Берлинский дневник: «Португалка» Риты Азеведу Гомеш

 

После 69-го Берлинале у главного редактора Cineticle Максима Селезнёва остался ворох перепутанных дневниковых заметок. Одни фильмы будто бы приснились, другие фальсифицированы памятью. Но об одной картине, показанной в самом начале фестиваля, а недавно вошедшей в конкурс российского «Духа огня», можно сказать без всяких сомнений: она случилась взаправду.

В первом фрагменте нашего берлинского дневника читайте о «Португалке» Риты Азеведу Гомеш и её нежной связи с одноимённой новеллой Роберта Музиля.

 

На Берлинале-2019 я посмотрел только один фильм.

Как так получилось? Тому есть два объяснения. Сейчас, 15 февраля, я пишу эту фразу действительно после моего первого фильма из программы начавшегося фестиваля – «Португалки» Риты Азеведу Гомеш, экранизации одноименной новеллы Роберта Музиля. Сейчас, 21 февраля, когда я редактирую свои записки, фестиваль давно подошел к концу, но после нескольких десятков сеансов, перепутавшихся в памяти, честно будет сказать то же самое: «Португалка» Риты Азеведу Гомеш – единственный фильм, что я по-настоящему увидел на Берлинале в этом году.

= = = = =

**Поставленная задача 1**
По чьей новелле снят фильм «Португалка», согласно тексту о «Португалке»?
**Поставленная задача 2**
Перепишите фрагмент текста о «Португалке» от «После 69-го Берлинале» до «только один фильм.», поставив «тесной связи» вместо «нежной связи».
**Поставленная задача 3**
Согласуются ли с текстом о «Португалке» следующие утверждения? (а) Фильм «Португалка» был показан в самом начале фестиваля. (б) Автор редактировал свои записки 15 февраля. (в) Фильм вошёл в конкурс российского «Духа огня». Для каждого ответьте «да» или «нет» и приведите решающие слова текста.
Записи взяты из другого источника.

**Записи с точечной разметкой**
= = = = =

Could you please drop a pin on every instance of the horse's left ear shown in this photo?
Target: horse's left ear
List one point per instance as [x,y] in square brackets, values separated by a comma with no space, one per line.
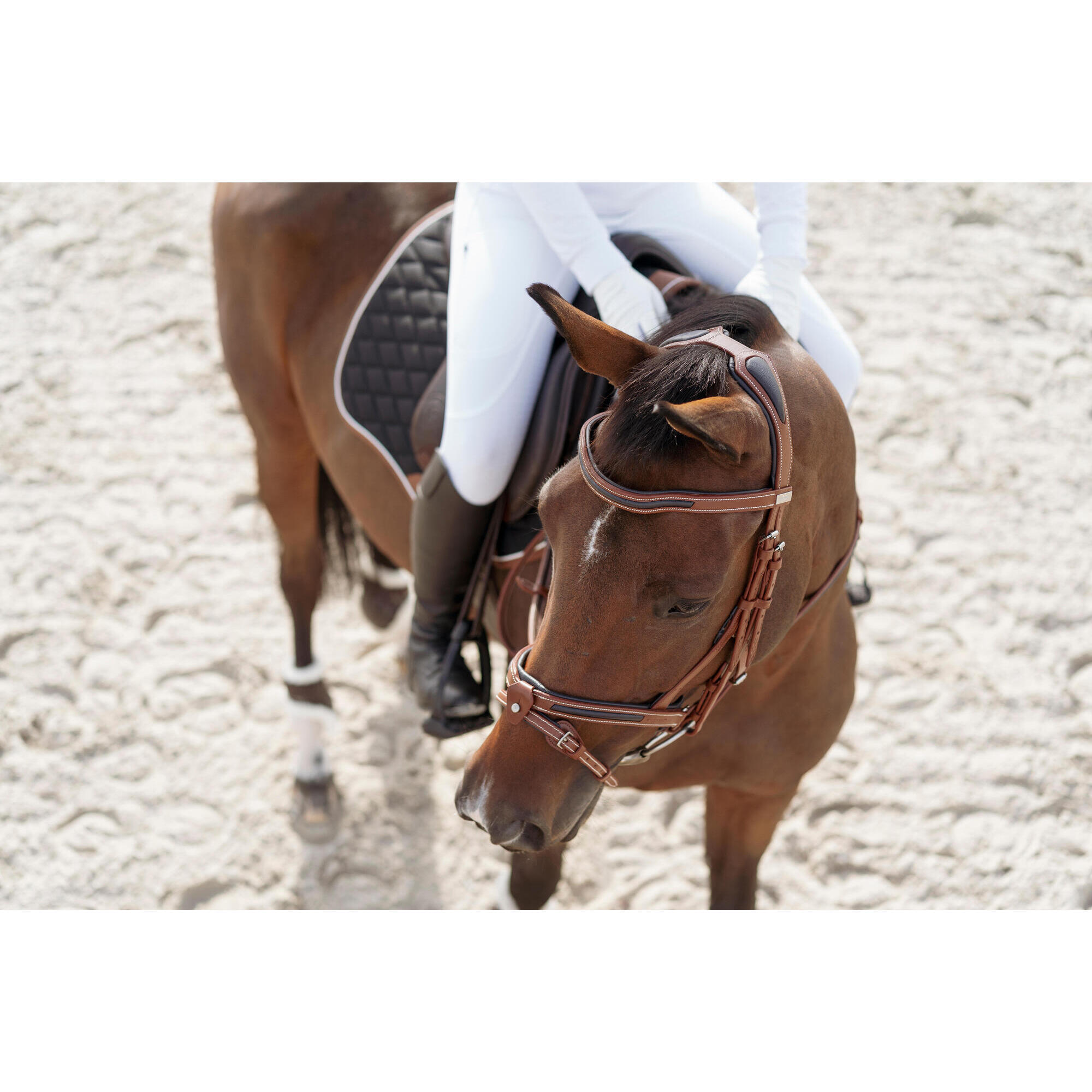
[597,348]
[732,426]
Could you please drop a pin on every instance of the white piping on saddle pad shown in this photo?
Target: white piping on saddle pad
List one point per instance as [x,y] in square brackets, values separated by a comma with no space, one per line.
[373,289]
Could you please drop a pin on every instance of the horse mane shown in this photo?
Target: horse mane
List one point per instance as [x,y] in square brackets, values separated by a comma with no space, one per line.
[637,435]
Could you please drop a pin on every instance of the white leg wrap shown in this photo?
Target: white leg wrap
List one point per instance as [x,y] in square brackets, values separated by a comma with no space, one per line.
[310,722]
[304,676]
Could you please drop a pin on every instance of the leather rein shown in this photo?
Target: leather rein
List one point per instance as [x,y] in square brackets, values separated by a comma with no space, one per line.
[556,716]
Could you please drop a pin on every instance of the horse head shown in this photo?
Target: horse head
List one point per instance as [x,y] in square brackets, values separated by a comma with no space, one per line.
[637,600]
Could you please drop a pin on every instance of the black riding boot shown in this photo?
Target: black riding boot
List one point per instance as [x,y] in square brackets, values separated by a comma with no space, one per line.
[446,537]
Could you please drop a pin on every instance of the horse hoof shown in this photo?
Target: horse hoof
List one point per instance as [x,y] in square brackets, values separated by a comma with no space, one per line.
[316,810]
[382,604]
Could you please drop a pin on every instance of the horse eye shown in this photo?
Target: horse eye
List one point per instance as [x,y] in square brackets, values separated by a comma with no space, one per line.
[686,609]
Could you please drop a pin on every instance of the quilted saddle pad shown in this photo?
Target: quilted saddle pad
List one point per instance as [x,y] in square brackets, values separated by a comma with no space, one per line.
[398,341]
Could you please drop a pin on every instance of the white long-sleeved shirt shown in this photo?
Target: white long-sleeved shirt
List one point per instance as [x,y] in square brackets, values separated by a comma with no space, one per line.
[572,218]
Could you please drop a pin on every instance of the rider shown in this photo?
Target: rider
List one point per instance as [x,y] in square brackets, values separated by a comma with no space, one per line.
[505,238]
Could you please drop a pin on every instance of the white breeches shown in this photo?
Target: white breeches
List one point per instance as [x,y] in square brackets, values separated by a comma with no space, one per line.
[500,339]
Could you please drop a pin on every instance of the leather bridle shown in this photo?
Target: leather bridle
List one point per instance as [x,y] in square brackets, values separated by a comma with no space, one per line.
[556,716]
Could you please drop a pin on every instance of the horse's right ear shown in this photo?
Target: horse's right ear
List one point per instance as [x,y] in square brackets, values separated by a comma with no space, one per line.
[596,347]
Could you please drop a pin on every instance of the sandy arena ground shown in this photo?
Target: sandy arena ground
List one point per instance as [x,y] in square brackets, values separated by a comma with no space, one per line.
[145,754]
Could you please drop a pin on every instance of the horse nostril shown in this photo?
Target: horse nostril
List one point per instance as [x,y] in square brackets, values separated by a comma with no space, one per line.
[532,839]
[519,837]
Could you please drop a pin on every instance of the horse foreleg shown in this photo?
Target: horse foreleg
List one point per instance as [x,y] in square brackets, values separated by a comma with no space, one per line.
[739,828]
[533,880]
[289,483]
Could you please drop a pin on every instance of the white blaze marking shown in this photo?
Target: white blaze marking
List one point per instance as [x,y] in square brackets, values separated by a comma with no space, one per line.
[476,809]
[591,550]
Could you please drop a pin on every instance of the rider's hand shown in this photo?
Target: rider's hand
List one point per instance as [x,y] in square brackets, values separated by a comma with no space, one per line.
[631,303]
[778,283]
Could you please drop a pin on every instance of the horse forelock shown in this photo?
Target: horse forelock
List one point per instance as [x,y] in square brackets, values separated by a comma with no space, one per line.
[638,435]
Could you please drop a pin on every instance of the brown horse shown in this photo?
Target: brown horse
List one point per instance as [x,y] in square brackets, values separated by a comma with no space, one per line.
[635,601]
[638,600]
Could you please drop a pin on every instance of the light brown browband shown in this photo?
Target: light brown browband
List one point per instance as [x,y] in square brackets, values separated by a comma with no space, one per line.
[556,716]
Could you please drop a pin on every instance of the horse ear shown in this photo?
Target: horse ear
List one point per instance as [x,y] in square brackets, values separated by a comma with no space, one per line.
[732,426]
[597,348]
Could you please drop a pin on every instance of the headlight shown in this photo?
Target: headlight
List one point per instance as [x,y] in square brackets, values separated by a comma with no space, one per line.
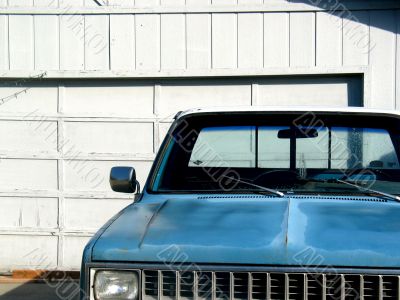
[116,285]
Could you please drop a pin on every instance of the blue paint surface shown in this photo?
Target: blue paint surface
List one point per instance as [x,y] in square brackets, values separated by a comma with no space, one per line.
[247,229]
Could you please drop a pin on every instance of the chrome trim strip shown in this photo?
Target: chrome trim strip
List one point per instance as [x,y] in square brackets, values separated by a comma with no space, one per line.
[289,285]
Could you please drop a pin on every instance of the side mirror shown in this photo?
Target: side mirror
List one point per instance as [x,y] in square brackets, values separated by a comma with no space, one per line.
[123,180]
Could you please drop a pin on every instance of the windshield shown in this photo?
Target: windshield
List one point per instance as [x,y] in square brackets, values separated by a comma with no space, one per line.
[289,155]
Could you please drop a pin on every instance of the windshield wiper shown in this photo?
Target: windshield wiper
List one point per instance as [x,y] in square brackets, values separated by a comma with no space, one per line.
[372,191]
[261,188]
[361,188]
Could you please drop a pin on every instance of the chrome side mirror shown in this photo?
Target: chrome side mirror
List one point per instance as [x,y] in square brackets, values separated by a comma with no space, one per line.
[123,180]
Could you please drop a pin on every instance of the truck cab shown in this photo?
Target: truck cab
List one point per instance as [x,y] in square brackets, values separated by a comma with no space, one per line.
[258,203]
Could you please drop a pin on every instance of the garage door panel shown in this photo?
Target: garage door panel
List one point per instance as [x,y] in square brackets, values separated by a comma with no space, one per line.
[27,136]
[177,97]
[91,214]
[93,176]
[73,248]
[118,99]
[107,137]
[23,212]
[28,174]
[22,99]
[323,91]
[22,251]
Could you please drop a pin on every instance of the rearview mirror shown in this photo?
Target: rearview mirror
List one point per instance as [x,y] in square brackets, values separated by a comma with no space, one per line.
[123,179]
[303,133]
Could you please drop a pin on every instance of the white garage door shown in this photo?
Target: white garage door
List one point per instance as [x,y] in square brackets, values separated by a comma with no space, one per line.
[60,138]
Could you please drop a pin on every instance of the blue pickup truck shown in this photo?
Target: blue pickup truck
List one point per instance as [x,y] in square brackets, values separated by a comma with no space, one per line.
[258,203]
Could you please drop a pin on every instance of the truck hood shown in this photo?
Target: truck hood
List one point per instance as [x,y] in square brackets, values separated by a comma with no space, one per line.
[261,230]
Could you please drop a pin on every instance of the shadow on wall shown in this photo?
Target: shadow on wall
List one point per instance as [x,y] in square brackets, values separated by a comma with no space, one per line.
[343,8]
[33,291]
[44,285]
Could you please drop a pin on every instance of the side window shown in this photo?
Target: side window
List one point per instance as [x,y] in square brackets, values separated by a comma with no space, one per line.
[273,151]
[354,148]
[231,146]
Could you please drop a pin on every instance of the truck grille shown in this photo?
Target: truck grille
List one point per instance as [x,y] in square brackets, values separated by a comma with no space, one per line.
[200,285]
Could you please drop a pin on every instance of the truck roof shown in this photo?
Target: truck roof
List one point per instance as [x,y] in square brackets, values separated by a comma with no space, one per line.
[283,109]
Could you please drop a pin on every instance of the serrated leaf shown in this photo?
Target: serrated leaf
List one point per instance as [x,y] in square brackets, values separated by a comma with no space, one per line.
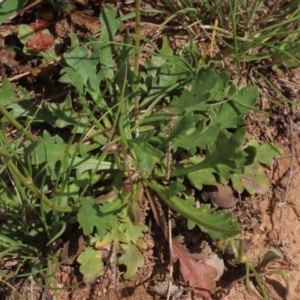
[50,149]
[6,92]
[132,259]
[102,217]
[133,231]
[66,115]
[215,218]
[202,90]
[91,264]
[103,50]
[201,177]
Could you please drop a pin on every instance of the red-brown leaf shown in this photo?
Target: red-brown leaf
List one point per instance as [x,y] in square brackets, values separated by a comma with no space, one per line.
[39,25]
[40,41]
[198,275]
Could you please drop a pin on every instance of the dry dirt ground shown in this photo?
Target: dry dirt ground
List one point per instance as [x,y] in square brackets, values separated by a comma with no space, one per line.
[269,221]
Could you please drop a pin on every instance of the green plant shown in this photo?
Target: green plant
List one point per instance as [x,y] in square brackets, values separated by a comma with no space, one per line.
[172,125]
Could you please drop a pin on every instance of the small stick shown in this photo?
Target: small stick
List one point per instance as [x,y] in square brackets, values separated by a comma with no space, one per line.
[171,255]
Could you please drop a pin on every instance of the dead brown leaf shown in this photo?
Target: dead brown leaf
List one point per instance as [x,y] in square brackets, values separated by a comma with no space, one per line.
[86,21]
[198,275]
[40,41]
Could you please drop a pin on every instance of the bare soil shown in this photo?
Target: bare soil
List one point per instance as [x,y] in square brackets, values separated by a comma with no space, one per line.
[269,221]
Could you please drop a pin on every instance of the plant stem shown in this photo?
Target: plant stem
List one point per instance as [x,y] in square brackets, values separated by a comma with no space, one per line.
[136,57]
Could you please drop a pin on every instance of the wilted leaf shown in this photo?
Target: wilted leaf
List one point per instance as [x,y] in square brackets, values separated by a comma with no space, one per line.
[102,217]
[198,275]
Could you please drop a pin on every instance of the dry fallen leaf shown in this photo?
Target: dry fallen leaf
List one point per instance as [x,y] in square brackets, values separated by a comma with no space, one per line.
[39,25]
[40,41]
[198,275]
[86,21]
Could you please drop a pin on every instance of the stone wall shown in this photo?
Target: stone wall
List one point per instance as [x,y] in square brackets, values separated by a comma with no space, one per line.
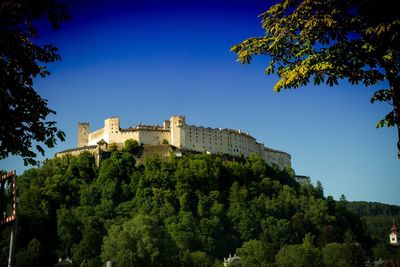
[183,136]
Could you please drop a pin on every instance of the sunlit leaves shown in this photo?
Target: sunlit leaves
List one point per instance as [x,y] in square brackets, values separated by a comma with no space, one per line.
[323,42]
[24,125]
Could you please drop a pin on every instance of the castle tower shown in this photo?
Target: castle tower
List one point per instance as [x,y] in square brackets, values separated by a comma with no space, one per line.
[111,129]
[177,124]
[83,134]
[394,237]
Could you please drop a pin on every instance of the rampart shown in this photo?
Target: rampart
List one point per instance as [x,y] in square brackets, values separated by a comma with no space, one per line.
[177,133]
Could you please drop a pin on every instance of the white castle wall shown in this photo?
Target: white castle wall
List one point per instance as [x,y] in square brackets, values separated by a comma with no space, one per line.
[181,135]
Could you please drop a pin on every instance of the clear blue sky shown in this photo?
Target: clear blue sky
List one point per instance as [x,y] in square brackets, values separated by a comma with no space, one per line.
[147,60]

= = = = =

**Ответ к заданию 1**
По новелле Роберта Музиля.

**Ответ к заданию 2**
После 69-го Берлинале у главного редактора Cineticle Максима Селезнёва остался ворох перепутанных дневниковых заметок. Одни фильмы будто бы приснились, другие фальсифицированы памятью. Но об одной картине, показанной в самом начале фестиваля, а недавно вошедшей в конкурс российского «Духа огня», можно сказать без всяких сомнений: она случилась взаправду.

В первом фрагменте нашего берлинского дневника читайте о «Португалке» Риты Азеведу Гомеш и её тесной связи с одноимённой новеллой Роберта Музиля.

 

На Берлинале-2019 я посмотрел только один фильм.

**Ответ к заданию 3**
(а) Да: «показанной в самом начале фестиваля».
(б) Нет: «Сейчас, 21 февраля, когда я редактирую свои записки».
(в) Да: «недавно вошедшей в конкурс российского «Духа огня»».